Data ->
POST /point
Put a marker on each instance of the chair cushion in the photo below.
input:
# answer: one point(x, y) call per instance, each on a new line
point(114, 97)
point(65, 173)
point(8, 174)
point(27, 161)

Requirement -> Start copying at the line that contains "Put a marker" and stop after the last line of the records, keeping every line exactly.

Reply to the task ->
Put a marker on each instance of the chair cushion in the photo below.
input:
# answer: one point(x, y) call per instance, each on a new line
point(114, 97)
point(65, 173)
point(8, 174)
point(27, 161)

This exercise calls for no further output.